***** Extracted entries

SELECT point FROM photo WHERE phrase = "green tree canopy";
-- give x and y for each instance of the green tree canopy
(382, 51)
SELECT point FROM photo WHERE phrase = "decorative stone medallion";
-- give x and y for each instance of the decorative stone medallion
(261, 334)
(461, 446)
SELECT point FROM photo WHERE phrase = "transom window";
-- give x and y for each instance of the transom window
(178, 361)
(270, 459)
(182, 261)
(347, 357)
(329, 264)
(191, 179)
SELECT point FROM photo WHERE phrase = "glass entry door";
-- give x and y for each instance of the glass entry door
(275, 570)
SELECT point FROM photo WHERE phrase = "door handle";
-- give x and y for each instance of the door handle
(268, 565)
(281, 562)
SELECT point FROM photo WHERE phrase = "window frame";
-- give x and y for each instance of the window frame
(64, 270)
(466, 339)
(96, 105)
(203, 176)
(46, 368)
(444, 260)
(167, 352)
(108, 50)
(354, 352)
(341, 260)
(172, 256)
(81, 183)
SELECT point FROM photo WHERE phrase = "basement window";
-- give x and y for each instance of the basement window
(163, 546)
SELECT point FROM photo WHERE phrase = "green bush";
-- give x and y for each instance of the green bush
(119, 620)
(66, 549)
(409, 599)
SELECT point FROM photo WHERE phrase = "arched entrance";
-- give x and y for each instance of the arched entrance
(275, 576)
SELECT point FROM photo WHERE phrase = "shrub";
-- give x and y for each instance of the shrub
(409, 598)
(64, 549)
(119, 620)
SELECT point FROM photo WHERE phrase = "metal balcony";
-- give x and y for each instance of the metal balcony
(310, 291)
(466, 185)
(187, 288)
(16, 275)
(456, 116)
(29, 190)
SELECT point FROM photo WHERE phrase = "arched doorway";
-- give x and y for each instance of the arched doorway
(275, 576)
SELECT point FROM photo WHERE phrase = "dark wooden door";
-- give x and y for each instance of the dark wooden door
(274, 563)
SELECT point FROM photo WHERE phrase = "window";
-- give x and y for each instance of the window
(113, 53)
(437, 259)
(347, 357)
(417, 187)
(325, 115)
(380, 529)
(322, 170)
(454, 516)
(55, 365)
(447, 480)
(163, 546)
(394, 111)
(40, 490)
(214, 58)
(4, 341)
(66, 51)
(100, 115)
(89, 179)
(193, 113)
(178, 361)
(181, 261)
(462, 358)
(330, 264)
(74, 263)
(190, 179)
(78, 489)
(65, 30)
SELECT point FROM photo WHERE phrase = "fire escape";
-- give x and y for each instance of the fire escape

**********

Task prompt — Pick out every line above that contains the word "transom", and copy each of those lines in full.

Result for this exercise —
SELECT point FROM photo WHERE phrase = "transom window";
-- give x and y for each instance of the transom window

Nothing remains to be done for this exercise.